* [Extract to read]:
%%

# HERCULES-EXTRACTION

HERCULES-EXTRACTION is an extraction tool which goal is to extract named entities from a text. To do so, we use already functional tools and APIs that are built for English texts. To be able to use these tools and APIs, we first need to [translate](#Translation) the text to English. After the text has been translated, we [extract entities](#Entity-Extraction) from the translated text using differents tools and APIs. We also use a [coreference resolution](#Coreference-Resolution) approach to filter the different extracted entities. Then, we [translate back](#Translation-Back) the entities and we [export](#Export) the triples to a rdf format.

## Set Up

In [None]:
import os
from pathlib import Path
import requests
import subprocess 
import sys
import zipfile

Set up the notebook.

In [None]:
setup_path = Path('setup')

**Prerequisites**:
- Java 8

Install the requirements.

In [None]:
!{sys.executable} -m pip install -r requirements.txt -f https://download.pytorch.org/whl/torch_stable.html

Set up all the components.

**AzureTranslator**

Set the `AZURE_TOKEN` environment variable to an Azure Text API key. 

In [None]:
os.environ['AZURE_TOKEN'] = ''

**GoogleCloudTranslator** and **GoogleEntityExtractor**

Set the `GOOGLE_APPLICATION_CREDENTIALS` environment variable to a Google service account JSON keyfile.

In [None]:
os.environ['GOOGLE_APPLICATION_CREDENTIALS'] = ''

**MyMemoryTranslator**

Set the `MYMEMORY_TOKEN` environment variable to a MyMemory API key.

In [None]:
os.environ['MYMEMORY_TOKEN'] = ''

**DandelionEntityExtractor**

Set the `DANDELION_TOKEN` environment variable to a Dandelion API key.

In [None]:
os.environ['DANDELION_TOKEN'] = ''

**StanfordCoreferenceResolver**

Download the Stanford CoreNLP server.

In [None]:
corenlp_zip_path = setup_path / 'stanford-corenlp-full-2018-10-05.zip'
corenlp_dir_path = setup_path / 'stanford-corenlp-full-2018-10-05'
corenlp_url = 'http://nlp.stanford.edu/software/stanford-corenlp-full-2018-10-05.zip'

setup_path.mkdir(parents=True, exist_ok=True)

%%

* [Extracted records]:
%%

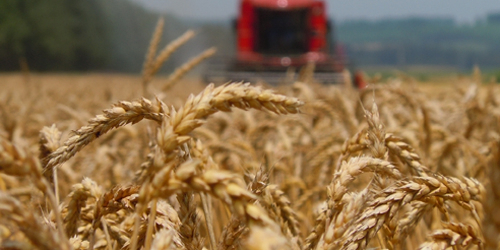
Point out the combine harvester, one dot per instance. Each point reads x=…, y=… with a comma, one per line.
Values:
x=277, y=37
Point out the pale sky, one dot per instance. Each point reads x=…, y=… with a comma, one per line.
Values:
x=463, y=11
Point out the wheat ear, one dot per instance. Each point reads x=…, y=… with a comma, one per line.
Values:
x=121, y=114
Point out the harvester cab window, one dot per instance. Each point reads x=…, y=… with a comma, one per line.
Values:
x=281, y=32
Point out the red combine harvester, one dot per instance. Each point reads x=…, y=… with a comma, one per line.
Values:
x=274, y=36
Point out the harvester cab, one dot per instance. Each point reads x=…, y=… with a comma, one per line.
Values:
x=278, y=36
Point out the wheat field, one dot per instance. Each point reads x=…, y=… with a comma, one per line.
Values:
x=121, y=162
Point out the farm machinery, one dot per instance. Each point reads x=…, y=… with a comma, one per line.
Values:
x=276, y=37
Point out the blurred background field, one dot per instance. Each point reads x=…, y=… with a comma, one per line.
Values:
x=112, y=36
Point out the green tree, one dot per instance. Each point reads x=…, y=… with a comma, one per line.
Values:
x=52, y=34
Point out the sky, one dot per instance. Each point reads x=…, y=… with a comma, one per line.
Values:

%%

* [Exercise tasks]:
- 1) In the HERCULES-EXTRACTION page, which environment variable should be set to a Dandelion API key?
- 2) Retype the stretch of the records from the line containing "Point out the harvester cab window, one" through the last line of the records, keeping both ends.
The page's text and its records are unrelated to each other.

* [Solution set]:
- 1) The `DANDELION_TOKEN` environment variable.

- 2)
Point out the harvester cab window, one dot per instance. Each point reads x=…, y=… with a comma, one per line.
Values:
x=281, y=32
Point out the red combine harvester, one dot per instance. Each point reads x=…, y=… with a comma, one per line.
Values:
x=274, y=36
Point out the harvester cab, one dot per instance. Each point reads x=…, y=… with a comma, one per line.
Values:
x=278, y=36
Point out the wheat field, one dot per instance. Each point reads x=…, y=… with a comma, one per line.
Values:
x=121, y=162
Point out the farm machinery, one dot per instance. Each point reads x=…, y=… with a comma, one per line.
Values:
x=276, y=37
Point out the blurred background field, one dot per instance. Each point reads x=…, y=… with a comma, one per line.
Values:
x=112, y=36
Point out the green tree, one dot per instance. Each point reads x=…, y=… with a comma, one per line.
Values:
x=52, y=34
Point out the sky, one dot per instance. Each point reads x=…, y=… with a comma, one per line.
Values:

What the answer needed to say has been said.